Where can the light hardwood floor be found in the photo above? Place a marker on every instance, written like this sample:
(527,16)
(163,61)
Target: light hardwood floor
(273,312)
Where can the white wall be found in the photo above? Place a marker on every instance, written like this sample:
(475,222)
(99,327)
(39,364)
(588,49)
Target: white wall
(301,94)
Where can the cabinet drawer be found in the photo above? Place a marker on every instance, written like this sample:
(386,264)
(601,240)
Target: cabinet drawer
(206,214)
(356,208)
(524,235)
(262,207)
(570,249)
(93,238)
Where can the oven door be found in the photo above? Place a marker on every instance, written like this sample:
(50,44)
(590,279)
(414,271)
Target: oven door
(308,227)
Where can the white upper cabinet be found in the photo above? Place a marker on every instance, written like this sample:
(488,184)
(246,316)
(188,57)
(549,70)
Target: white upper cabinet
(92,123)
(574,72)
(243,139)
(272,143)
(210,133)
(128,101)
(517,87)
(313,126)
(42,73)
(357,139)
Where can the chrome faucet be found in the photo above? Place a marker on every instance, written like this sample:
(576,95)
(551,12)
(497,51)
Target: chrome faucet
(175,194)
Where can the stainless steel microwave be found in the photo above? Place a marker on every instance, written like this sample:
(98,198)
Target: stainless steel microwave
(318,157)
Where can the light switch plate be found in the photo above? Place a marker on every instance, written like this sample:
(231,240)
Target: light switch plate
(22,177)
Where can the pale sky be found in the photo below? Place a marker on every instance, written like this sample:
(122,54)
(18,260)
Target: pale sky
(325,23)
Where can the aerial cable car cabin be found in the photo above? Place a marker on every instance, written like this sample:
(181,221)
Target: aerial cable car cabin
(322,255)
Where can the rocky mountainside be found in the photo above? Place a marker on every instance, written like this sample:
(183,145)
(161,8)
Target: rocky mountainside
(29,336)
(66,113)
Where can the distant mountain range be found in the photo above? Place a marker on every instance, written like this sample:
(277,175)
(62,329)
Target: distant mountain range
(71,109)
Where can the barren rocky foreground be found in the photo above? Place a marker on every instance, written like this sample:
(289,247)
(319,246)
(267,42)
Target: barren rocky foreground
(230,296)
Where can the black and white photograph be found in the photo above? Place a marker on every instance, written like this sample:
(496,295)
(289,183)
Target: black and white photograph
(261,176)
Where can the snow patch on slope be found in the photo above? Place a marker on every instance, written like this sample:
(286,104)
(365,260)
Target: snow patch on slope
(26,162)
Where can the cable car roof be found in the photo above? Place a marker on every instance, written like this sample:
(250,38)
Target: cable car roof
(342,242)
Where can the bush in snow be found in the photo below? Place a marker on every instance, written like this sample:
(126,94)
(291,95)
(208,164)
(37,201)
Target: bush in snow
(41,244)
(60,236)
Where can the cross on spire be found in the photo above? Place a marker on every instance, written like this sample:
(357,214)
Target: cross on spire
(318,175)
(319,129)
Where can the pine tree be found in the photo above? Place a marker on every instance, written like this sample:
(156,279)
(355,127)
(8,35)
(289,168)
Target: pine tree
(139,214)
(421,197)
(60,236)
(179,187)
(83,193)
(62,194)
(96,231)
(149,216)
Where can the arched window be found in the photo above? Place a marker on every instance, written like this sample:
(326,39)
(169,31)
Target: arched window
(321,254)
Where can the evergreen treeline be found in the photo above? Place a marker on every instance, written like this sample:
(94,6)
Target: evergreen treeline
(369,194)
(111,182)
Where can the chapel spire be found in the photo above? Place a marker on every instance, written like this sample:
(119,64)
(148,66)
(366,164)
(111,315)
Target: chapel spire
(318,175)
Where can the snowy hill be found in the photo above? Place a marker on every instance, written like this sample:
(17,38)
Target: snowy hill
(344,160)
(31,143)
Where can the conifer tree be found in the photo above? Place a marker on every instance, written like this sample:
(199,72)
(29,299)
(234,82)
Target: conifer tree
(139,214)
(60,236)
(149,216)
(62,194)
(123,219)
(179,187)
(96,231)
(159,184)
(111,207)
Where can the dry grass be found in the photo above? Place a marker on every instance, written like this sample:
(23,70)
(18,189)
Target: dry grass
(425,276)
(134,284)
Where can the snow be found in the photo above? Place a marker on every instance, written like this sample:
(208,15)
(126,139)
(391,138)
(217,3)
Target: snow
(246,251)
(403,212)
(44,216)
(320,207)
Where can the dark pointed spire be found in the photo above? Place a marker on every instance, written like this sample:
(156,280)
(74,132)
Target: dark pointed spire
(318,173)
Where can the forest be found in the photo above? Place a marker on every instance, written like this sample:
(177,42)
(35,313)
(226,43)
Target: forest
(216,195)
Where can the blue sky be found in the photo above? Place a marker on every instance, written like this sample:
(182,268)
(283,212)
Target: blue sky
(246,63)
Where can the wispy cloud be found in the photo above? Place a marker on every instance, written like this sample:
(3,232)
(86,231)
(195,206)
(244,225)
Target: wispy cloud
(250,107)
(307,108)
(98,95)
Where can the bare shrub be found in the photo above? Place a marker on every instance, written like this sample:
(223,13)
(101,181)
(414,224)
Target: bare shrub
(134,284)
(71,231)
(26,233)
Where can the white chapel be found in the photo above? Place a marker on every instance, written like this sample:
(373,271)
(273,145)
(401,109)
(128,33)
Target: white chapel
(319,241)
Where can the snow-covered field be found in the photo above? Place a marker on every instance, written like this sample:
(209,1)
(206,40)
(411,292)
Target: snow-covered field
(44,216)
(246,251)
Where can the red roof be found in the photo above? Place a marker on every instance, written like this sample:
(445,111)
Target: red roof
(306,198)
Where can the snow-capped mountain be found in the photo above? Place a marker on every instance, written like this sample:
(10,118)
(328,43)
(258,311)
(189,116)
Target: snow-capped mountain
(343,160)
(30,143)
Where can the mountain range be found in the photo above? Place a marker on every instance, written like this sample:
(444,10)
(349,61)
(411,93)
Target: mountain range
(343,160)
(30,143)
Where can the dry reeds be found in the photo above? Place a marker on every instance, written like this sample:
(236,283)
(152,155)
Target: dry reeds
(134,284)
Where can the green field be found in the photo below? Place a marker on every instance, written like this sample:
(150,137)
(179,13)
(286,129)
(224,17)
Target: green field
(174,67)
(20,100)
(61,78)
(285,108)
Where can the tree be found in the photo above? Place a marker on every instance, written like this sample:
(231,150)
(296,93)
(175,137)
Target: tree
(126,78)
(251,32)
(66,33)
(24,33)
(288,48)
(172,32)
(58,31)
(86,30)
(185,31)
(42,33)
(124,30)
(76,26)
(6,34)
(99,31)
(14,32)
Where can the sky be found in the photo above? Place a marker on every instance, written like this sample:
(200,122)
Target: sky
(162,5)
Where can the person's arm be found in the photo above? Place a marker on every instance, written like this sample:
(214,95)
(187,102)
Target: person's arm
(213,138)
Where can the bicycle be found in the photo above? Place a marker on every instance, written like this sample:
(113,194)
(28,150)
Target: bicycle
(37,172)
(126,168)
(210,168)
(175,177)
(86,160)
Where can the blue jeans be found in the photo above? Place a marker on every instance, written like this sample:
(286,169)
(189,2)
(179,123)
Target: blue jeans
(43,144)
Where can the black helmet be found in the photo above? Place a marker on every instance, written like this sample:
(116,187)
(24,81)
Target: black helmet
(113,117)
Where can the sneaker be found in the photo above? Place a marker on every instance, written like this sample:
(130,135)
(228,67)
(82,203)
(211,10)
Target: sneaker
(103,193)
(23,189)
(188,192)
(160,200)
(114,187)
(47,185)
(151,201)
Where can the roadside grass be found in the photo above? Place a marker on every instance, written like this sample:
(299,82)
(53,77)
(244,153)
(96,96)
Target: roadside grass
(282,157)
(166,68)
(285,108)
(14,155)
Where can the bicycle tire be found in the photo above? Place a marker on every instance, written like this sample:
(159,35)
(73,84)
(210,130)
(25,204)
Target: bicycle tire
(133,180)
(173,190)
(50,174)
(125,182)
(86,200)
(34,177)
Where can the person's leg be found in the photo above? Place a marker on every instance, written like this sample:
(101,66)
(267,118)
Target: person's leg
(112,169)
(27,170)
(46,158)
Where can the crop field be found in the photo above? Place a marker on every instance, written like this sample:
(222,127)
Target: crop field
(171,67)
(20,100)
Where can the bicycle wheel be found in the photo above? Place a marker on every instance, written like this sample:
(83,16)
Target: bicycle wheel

# AIM OF THE EXERCISE
Lines with "below" in them are what the answer must contain; copy each from the records above.

# ANSWER SECTION
Where can the pale sky be found in the photo below? Place a marker on every instance, written like this sample:
Where can the bush in snow be found in the photo below? Place a marker on every instance, written like this sample:
Where can the green field be found in the photo below? Place a marker on every instance, written like this sample:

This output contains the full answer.